WHAT TO DO
Word for word, restate the data that follows, omitting the images.

RECORDS FOR THIS EXERCISE

■ ■ ■ ■

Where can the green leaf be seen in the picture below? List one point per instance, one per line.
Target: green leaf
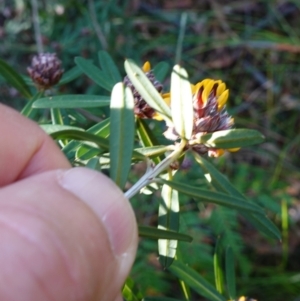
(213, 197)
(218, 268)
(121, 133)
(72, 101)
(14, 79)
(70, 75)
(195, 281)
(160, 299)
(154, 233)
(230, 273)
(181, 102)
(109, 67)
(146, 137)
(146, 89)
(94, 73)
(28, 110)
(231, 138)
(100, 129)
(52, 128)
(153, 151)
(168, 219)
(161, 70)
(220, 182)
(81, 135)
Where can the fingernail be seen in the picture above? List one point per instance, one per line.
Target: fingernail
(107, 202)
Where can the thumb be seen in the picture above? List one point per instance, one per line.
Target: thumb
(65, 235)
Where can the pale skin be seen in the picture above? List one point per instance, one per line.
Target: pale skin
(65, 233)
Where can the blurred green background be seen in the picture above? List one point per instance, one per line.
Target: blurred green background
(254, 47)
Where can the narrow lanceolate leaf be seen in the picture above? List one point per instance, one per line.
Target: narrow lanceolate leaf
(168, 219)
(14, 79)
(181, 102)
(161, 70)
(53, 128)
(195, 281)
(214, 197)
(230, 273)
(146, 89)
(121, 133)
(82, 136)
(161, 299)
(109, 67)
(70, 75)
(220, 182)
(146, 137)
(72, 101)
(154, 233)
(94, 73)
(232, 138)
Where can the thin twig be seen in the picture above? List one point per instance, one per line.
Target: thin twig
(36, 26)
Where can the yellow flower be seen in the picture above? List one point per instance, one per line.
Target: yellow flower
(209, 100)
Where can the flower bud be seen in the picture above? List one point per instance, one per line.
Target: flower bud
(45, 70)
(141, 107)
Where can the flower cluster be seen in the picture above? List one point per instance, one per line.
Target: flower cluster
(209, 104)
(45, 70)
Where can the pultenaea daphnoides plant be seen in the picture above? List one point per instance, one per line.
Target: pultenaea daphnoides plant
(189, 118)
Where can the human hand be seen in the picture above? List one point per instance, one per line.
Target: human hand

■ ■ ■ ■

FINAL ANSWER
Where can the green leaf be seen in the picture below? List one point per instance, one per line.
Target: green leaf
(213, 197)
(218, 268)
(121, 133)
(72, 101)
(14, 79)
(70, 75)
(195, 281)
(160, 299)
(154, 233)
(230, 273)
(181, 102)
(109, 67)
(146, 137)
(146, 89)
(94, 73)
(28, 110)
(231, 138)
(100, 129)
(52, 128)
(153, 151)
(168, 219)
(161, 70)
(220, 182)
(81, 135)
Where can the fingernail be seen in the picture above? List one point per instance, one per line.
Target: fingernail
(107, 202)
Where can the thumb be seen in the picture above? List one point per instance, one per line.
Target: thumb
(65, 235)
Where can the pale skin be seen in the picture above? List one point per instance, one per line.
Target: pale skin
(65, 233)
Where can the blurred green background be seen in the picture above? List one point per instance, one per line.
Target: blurred green background
(254, 47)
Where can the narrow lanceolate leaf be seen in the picture above? List one point per instance, one per line.
Target: narrow lanceolate leaf
(168, 219)
(14, 79)
(181, 102)
(161, 70)
(53, 128)
(195, 281)
(214, 197)
(230, 273)
(146, 89)
(121, 133)
(82, 136)
(161, 299)
(109, 67)
(70, 75)
(220, 182)
(146, 137)
(72, 101)
(154, 233)
(94, 73)
(232, 138)
Where can the thin twig be seen in the picture above? List one point per instance, one per line.
Target: thin twig
(36, 26)
Where can the yellow flower be seen in the picture above? List one point per instance, one per line.
Target: yellow flower
(209, 100)
Where can the flower bud be seen in the picture above? List one point per instance, one per line.
Target: flower bud
(45, 70)
(141, 107)
Where can the flower cluster be seen in the picture above? List one point per instance, one per line.
Target: flower cluster
(209, 104)
(45, 70)
Where can the pultenaea daphnoides plant be seen in the picture above? List one point per instance, one per line.
Target: pultenaea daphnoides plant
(189, 118)
Where can the human hand be seen in the picture above? List one point per instance, one per line.
Target: human hand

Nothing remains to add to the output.